By now, 50 years into a career that has taken him around the world, and given rise to more than 100 books and even more exhibitions, Martin Parr can almost pick any subject and fill a gallery with it. With albums solely dedicated to food, flowers, even random parking spaces, almost nothing has passed Parr’s observant lens since he graduated in Photography at Manchester Polytechnic in the early 1970s.

But it’s the seaside with which Martin Parr is best associated, particularly the English coast, its weather depressingly wet or unbearably hot for locals, its architecture authentically retro, its food outlets akin to a works canteen.

And it’s the seaside, naturally, that has been chosen as the subject matter for Parr’s first major exhibition in Hungary. Image-conscious, Anglophile, landlocked Hungary. “Maybe that’s just it!” remarks Parr light-heartedly, when asked why he thinks the Műcsarnok has opted for a mainly maritime theme for the show spearheading this year’s Budapest Photo Festival.

Due to open on Saturday, 26 March, Life’s a Beach runs until 26 June, nearly two full months beyond the BPF itself.

While curator Zsuzsanna Tulipán has been careful to include scenes of Lake Como, Bali and Rio among the comprehensive selection lining two exhibition rooms, images of chips, cagoules and socks-with-sandals combos will invariably have visitors streaming into the Műcsarnok.

I started out in black and white then I switched to colour from the mid-1980s,” says Parr, speaking from his home in Bristol, where he also runs his own foundation.  

First focusing on rural communities in Yorkshire and Ireland, Parr hit the spot when he spent three summers at New Brighton, a run-down pre-war holiday destination just outside Liverpool.

The Last Resort launched my career and is still my best-known work,” says Parr, looking back on a project synonymous with his name. Partly inspired by the colour-saturated picture postcards of the 1960s – as a student photographer, Parr had work experience on holiday camps – this series set the tone for the next 40 years.

All things bright and beautiful

I always try to make my images really bright and colourful, using a flash. It seems to have worked.”

Armed with a lighter, more compact Plaubel Makina camera and his flash popping off at all times during the day, Parr could hone in on detail. At the time, during Britain’s economic downturn of the 1980s, many considered Parr’s pioneering seaside imagery as an indictment of how the country was being run.

There’s no real message behind them,” says Parr. “If they’re looking for any message, they won’t find one. I just try to make my pictures as entertaining as possible.”

Human interaction, particularly when on holiday, then became Parr’s leitmotif. “The leisure pursuits of the Western world, I suppose you could call them,” he says.

### EXERCISE TASKS
A. In the article about Martin Parr, which project does Parr say launched his career?
B. In the records, switch "yellow life vest" to "orange life vest" throughout the stretch from the line containing "In this picture, where can the crevice" through the line containing "point(347, 130)", keeping everything else the same. Give back only that stretch, without the pictures.

### Named object pointing entries
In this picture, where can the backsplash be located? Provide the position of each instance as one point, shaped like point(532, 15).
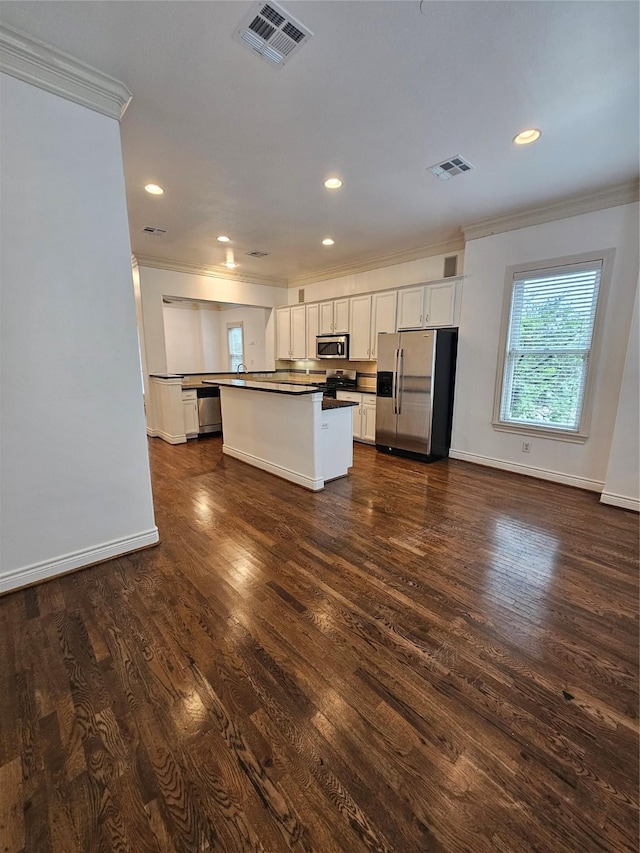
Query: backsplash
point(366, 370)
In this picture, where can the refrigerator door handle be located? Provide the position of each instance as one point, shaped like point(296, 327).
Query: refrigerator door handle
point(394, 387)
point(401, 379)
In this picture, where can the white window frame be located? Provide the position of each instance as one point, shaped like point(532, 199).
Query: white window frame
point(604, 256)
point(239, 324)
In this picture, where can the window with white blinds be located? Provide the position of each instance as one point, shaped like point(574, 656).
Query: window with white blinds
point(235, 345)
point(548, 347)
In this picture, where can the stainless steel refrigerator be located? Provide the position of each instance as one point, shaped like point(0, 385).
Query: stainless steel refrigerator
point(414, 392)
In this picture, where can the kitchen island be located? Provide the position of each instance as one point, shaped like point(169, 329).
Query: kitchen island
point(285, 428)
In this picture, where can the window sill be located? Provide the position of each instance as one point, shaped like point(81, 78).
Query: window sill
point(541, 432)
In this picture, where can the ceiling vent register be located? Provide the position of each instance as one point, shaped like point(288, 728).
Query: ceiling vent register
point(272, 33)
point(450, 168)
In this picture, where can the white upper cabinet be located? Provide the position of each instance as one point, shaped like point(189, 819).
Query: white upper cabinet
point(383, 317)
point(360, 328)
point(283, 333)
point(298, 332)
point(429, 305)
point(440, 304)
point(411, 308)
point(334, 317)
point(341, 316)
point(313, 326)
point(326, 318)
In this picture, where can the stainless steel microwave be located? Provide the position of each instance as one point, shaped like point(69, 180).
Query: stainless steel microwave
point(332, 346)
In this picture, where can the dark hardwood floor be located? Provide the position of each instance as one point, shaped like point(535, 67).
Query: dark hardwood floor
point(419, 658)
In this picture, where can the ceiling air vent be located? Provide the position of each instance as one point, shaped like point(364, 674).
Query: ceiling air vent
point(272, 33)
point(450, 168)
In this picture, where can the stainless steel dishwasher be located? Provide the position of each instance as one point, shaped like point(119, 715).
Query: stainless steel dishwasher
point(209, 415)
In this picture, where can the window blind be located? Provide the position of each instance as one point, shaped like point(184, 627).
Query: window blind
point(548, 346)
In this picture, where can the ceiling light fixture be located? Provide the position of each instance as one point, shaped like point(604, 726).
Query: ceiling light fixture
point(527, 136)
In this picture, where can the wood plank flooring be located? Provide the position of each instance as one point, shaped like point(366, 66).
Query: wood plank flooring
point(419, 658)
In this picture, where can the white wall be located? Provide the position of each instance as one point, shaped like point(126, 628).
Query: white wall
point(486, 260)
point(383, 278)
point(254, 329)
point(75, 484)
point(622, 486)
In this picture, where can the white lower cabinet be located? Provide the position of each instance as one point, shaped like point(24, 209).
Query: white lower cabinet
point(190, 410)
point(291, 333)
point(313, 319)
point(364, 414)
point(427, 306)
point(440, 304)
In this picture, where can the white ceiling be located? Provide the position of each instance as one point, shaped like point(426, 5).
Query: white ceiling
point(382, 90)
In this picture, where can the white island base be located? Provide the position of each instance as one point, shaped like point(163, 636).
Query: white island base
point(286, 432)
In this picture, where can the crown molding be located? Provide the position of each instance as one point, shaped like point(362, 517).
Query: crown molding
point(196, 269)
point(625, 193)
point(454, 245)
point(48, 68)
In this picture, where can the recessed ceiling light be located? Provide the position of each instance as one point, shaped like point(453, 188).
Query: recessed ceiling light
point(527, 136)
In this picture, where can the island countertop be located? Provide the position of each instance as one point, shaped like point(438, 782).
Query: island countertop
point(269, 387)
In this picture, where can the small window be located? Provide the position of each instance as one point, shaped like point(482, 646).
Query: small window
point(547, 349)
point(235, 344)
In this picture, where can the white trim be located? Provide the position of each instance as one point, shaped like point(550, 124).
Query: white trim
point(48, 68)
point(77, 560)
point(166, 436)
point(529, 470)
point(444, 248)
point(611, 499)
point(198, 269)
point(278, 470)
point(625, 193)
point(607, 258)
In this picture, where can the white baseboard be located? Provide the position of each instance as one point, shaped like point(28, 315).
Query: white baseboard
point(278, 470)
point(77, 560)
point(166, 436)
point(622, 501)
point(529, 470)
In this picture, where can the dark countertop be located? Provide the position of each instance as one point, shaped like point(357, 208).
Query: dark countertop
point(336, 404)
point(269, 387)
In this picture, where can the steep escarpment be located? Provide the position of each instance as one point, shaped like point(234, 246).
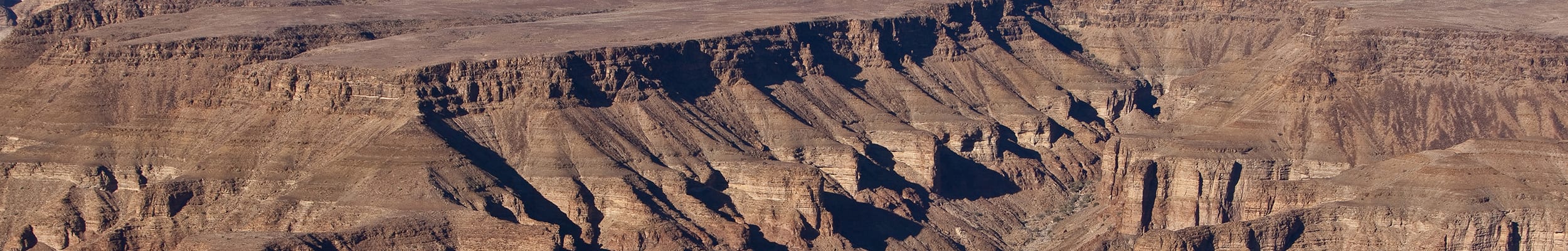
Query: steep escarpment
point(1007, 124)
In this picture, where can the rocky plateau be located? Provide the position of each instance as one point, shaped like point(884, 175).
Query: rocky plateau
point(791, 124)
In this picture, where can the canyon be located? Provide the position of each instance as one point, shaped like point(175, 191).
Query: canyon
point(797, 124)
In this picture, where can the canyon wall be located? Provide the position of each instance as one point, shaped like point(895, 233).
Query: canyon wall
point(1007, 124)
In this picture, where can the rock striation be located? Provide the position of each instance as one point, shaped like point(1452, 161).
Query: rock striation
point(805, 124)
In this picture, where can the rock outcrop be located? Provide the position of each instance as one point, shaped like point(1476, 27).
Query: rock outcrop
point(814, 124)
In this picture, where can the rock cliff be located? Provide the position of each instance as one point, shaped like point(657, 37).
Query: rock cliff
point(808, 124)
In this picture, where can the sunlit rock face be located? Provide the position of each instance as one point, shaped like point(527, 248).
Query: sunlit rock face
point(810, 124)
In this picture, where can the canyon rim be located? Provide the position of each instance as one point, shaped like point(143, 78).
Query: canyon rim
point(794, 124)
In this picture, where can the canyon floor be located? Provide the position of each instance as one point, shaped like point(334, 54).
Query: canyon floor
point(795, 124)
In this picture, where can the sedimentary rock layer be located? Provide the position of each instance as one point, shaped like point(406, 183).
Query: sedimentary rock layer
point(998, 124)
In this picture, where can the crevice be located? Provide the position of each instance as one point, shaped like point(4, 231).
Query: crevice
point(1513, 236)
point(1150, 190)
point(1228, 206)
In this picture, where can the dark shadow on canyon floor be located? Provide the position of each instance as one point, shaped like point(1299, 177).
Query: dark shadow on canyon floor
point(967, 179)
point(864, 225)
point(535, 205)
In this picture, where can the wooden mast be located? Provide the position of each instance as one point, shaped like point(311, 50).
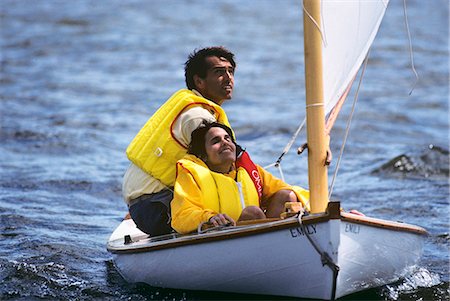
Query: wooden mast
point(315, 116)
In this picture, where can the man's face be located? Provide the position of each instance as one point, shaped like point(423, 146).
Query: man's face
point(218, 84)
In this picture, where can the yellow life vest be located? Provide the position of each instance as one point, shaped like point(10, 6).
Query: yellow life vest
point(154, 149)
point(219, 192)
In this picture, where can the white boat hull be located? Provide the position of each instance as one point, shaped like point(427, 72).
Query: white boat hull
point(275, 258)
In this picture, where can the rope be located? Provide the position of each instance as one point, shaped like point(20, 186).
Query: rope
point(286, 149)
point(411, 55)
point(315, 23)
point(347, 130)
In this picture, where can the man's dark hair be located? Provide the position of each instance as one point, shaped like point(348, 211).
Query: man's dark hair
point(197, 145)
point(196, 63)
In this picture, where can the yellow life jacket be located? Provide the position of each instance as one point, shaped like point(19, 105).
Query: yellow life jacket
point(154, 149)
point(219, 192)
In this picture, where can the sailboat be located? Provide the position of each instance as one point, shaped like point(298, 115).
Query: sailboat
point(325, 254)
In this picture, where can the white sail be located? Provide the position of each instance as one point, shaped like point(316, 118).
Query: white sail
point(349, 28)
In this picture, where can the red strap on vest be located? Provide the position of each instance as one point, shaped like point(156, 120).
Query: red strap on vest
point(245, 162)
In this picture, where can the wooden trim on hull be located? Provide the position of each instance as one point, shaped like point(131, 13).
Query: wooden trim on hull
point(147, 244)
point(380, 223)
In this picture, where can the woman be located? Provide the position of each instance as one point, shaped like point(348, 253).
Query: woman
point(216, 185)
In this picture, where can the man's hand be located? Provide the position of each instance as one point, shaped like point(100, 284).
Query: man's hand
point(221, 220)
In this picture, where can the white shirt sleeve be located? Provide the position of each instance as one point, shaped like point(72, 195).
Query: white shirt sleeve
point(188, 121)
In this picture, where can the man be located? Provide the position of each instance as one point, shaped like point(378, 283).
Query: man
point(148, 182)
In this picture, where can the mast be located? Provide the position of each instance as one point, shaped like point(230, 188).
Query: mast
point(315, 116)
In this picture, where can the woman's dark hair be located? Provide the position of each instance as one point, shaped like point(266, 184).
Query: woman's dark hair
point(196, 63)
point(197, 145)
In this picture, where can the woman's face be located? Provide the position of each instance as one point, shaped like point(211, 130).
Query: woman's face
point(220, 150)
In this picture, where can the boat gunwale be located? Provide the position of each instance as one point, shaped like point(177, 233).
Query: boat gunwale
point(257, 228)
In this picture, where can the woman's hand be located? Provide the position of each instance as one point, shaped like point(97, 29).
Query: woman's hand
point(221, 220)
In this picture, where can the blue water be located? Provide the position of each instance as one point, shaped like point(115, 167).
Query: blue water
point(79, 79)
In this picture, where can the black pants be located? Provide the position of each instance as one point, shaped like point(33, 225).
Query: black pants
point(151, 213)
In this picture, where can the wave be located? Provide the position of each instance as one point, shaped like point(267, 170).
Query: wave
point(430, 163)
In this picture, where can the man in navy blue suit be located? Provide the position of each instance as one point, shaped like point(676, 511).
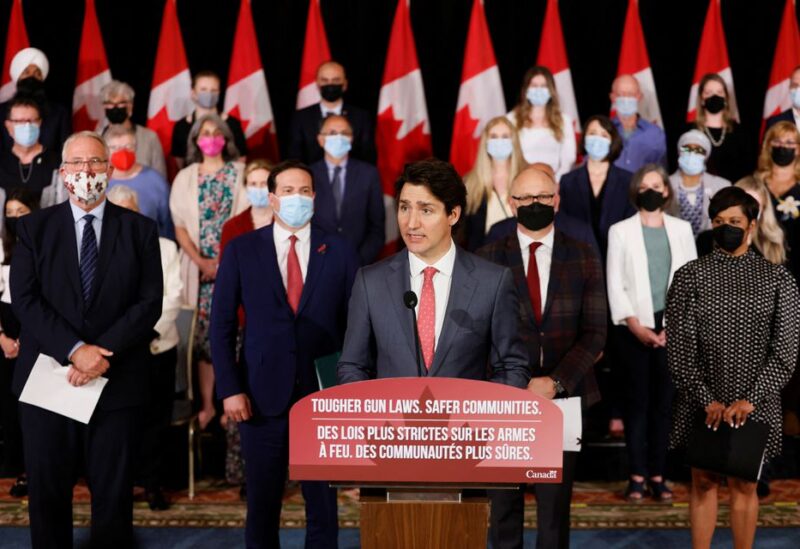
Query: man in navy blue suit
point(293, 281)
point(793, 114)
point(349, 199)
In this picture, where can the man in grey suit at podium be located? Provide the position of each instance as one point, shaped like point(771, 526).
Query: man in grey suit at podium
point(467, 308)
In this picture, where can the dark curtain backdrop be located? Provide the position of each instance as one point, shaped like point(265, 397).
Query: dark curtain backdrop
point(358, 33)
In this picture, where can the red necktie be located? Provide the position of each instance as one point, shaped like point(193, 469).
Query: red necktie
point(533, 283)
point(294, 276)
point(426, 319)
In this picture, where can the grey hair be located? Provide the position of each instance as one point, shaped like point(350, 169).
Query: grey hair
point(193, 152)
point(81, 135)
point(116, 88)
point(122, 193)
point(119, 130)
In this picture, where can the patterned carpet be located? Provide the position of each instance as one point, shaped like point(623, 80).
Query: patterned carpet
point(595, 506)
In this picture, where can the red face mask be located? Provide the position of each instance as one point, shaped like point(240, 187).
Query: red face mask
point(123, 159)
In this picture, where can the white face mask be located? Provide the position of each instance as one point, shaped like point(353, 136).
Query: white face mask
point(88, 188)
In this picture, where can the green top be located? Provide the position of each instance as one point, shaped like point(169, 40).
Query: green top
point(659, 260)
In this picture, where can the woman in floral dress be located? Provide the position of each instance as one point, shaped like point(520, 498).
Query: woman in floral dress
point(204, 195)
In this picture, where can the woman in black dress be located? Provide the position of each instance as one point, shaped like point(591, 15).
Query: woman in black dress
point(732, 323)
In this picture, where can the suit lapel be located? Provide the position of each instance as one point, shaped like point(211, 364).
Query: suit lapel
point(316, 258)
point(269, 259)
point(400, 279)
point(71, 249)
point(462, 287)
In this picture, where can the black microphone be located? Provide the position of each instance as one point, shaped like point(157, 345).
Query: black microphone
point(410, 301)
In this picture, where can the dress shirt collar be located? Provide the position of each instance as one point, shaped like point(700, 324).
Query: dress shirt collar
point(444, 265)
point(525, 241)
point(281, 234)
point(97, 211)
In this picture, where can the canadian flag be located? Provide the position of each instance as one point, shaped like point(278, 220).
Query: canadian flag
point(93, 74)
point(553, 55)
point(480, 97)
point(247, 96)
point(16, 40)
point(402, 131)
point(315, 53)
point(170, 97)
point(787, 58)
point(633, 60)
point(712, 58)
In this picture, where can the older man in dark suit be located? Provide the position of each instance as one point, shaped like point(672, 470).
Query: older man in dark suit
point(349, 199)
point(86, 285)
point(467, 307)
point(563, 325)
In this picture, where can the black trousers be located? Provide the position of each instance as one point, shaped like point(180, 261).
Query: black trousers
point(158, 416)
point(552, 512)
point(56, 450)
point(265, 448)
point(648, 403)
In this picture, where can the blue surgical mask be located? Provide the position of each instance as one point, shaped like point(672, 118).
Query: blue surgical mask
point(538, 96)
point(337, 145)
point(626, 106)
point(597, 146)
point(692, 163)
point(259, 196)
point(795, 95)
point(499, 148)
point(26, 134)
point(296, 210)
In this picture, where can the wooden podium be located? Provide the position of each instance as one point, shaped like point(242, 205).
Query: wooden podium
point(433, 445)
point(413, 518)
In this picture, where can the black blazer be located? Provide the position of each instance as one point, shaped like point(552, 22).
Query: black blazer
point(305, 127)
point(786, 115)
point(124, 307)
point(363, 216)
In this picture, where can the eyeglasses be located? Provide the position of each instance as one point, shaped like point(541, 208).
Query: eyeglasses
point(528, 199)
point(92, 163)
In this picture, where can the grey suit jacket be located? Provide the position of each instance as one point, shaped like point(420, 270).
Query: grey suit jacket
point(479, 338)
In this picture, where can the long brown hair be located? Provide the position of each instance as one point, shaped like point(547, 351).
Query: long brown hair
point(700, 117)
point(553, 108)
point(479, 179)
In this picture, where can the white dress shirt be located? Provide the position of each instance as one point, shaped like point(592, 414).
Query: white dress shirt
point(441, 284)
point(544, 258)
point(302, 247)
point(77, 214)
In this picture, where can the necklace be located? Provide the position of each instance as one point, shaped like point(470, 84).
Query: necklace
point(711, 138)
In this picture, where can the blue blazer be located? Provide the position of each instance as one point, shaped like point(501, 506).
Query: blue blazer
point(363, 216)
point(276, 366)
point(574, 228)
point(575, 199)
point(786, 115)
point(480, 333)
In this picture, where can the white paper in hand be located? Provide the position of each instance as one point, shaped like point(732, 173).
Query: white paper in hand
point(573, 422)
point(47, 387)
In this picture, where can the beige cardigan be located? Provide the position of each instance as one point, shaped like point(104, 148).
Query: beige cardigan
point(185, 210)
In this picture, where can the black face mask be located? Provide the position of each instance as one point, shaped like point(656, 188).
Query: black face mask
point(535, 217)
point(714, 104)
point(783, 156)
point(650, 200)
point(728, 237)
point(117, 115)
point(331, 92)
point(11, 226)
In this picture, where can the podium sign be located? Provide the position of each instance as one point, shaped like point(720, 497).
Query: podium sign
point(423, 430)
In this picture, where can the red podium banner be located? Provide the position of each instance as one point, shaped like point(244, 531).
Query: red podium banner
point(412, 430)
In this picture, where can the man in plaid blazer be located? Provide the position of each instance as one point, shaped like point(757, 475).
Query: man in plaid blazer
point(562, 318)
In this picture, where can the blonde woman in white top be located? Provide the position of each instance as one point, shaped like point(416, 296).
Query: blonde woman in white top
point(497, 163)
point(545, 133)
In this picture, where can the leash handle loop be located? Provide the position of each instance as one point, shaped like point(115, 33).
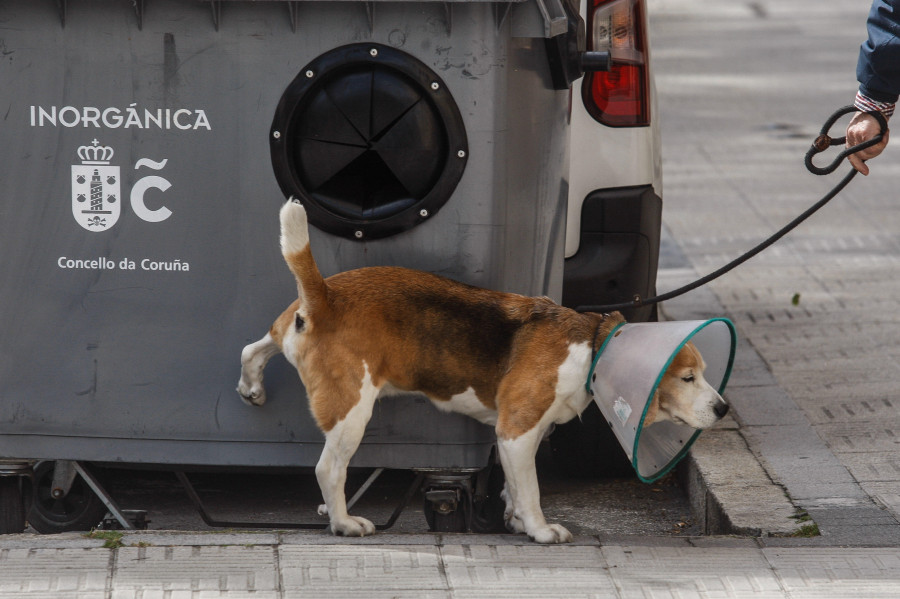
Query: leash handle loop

### TASK-BY-TASK RESULTS
A. The Last Resort launched his career.

B.
In this picture, where can the crevice be located? Provide the position of each instance as one point, shaped like point(4, 231).
Query: crevice
point(1513, 236)
point(1150, 190)
point(1228, 206)
In this picture, where can the dark shadow on canyon floor be located? Provide the position of each instance as one point, shaped like point(1299, 177).
Query: dark shadow on canyon floor
point(967, 179)
point(864, 225)
point(535, 205)
In this picture, where can the wooden mast be located? Provide the position of each instance as one point, shaped like point(311, 50).
Query: wooden mast
point(315, 116)
In this picture, where can the man's face be located? Provide the position of each instance as one point, shaped like point(423, 146).
Query: man's face
point(218, 84)
In this picture, where can the orange life vest be located? Provide the position of each instance as one point, shaped like point(10, 6).
Query: orange life vest
point(154, 149)
point(219, 192)
In this picture, where can the white boat hull be located? Provide the position of each instance as one point, shaped like point(427, 72).
Query: white boat hull
point(275, 258)
In this picture, where can the rope be located? Provide the position of each instance as one point, shaped like point(20, 186).
Query: rope
point(286, 149)
point(411, 55)
point(315, 23)
point(347, 130)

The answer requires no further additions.